Exercise requirements:
1. Summarize the R modeling excerpt in two sentences.
2. List every distinct object name that receives a value through the <- operator in the R modeling excerpt.
3. Reproduce the R modeling excerpt from "## [1] 0.4598616" to "back $L$ time points.".

We’ll add a factor variable day_of_week to our data because we have a hunch that day_of_week has a strong association with trading volume.

arframed <- data.frame(day=NYSE[-(1:5), "day_of_week"], arframe)
arfitd <- lm(log_volume ~., data=arframed[istrain, ])
arpredd <- predict(arfitd, arframed[!istrain, ])
1 - mean((arpredd - arframe[!istrain, "log_volume"])^2)/V0

## [1] 0.4598616

Including day_of_week improved our R^2 by about 5%.

Now let’s fit our RNN. The RNN model expects a sequence of $L=5$ feature vectors $X = {X_{\ell}}_{1}^{L}$ These are lagged versions of the time series going back $L$ time points.

n <- nrow(arframe)
xrnn <- data.matrix(arframe[, -1])
xrnn <- array(xrnn, c(n, 3, 5))
xrnn <- xrnn[,, 5:1]
xrnn <- aperm(xrnn, c(1,3,2))

Extracted entries:
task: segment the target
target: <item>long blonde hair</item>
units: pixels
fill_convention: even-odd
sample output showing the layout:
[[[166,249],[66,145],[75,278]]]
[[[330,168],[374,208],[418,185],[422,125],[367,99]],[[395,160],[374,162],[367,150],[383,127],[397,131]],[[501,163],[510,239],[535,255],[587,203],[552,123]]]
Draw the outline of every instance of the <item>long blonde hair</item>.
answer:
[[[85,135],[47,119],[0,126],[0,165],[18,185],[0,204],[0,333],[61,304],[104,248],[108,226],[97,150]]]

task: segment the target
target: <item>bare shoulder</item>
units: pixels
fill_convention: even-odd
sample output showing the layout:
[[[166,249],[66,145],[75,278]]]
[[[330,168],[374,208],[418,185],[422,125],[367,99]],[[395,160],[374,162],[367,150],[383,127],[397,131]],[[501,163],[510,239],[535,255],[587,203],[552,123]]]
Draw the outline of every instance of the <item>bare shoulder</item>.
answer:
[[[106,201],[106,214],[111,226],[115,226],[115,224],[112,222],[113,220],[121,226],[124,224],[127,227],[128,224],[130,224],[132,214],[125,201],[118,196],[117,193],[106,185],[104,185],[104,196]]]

Task answers:
1. The excerpt adds a day_of_week factor variable to the data on the hunch that it is strongly associated with trading volume, refits a linear model, and reports that including it improved R^2 by about 5%. It then begins fitting an RNN, which expects a sequence of L=5 feature vectors that are lagged versions of the time series, and shows code that reshapes the data into an array for that model.

2. arframed, arfitd, arpredd, n, xrnn

3.
## [1] 0.4598616

Including day_of_week improved our R^2 by about 5%.

Now let’s fit our RNN. The RNN model expects a sequence of $L=5$ feature vectors $X = {X_{\ell}}_{1}^{L}$ These are lagged versions of the time series going back $L$ time points.